**Work required:**
Locate each line in the entries below that includes the string "race", matching case exactly, and copy those lines out.

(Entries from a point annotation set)
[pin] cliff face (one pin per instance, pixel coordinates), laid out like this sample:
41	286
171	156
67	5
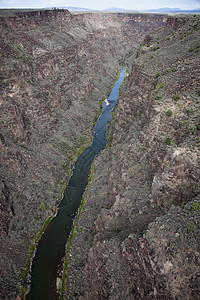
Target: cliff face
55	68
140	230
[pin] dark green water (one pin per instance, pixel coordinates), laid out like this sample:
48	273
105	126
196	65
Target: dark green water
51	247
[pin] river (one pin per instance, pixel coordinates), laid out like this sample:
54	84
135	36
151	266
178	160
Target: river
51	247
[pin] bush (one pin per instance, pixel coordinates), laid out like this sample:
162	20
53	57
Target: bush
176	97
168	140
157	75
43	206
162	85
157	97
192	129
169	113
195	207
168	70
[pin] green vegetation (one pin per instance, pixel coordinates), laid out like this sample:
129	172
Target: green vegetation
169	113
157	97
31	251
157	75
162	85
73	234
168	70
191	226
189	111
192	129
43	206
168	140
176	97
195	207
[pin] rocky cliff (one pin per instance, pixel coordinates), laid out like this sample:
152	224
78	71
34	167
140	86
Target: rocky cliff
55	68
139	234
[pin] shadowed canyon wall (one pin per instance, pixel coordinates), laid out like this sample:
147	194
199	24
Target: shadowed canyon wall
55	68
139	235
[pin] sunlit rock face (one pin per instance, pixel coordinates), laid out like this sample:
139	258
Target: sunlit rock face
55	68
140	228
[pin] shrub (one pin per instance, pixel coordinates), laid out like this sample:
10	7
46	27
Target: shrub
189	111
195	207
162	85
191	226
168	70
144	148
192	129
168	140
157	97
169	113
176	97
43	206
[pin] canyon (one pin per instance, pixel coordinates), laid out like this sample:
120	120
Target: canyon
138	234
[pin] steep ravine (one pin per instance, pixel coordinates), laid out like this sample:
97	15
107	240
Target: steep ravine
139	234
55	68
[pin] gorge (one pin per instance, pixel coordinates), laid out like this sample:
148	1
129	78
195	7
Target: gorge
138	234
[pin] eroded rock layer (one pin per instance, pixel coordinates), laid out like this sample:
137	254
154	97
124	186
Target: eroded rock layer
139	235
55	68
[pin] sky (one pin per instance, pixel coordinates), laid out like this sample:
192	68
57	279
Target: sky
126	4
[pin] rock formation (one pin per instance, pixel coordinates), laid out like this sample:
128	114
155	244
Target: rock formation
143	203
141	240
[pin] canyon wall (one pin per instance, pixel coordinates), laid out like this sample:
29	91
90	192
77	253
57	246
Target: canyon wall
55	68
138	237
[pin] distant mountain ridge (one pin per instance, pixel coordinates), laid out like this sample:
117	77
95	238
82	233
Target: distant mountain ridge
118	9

...

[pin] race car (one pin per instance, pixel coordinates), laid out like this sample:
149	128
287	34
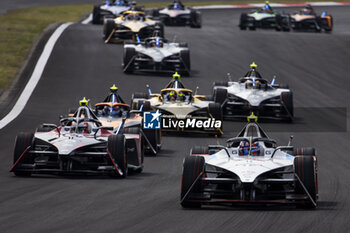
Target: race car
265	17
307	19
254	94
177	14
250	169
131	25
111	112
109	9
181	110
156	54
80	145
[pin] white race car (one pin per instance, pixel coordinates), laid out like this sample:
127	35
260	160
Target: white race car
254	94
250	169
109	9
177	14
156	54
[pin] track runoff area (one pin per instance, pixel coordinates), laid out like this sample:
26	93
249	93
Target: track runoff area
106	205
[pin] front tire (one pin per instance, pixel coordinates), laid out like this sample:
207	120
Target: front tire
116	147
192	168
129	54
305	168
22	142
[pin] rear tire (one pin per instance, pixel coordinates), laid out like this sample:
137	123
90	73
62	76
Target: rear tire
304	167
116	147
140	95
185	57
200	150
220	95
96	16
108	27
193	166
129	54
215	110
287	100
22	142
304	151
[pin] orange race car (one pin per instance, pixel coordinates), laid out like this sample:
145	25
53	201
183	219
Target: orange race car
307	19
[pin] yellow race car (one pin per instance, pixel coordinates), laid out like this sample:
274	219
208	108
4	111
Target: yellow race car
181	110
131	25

**The output:**
[pin] race car (one pin per instance, pixel coordinates), laid out like this sample:
Target: race car
[pin] white race car (one pin per instance, pixel coordinates), laid out like this sample:
Target: white race car
[pin] orange race car (one pin per instance, pixel coordinates), laid out like this sample:
Target: orange race car
[pin] yellow race car (one pin per instance, pixel coordinates), laid out like this sample:
Target: yellow race car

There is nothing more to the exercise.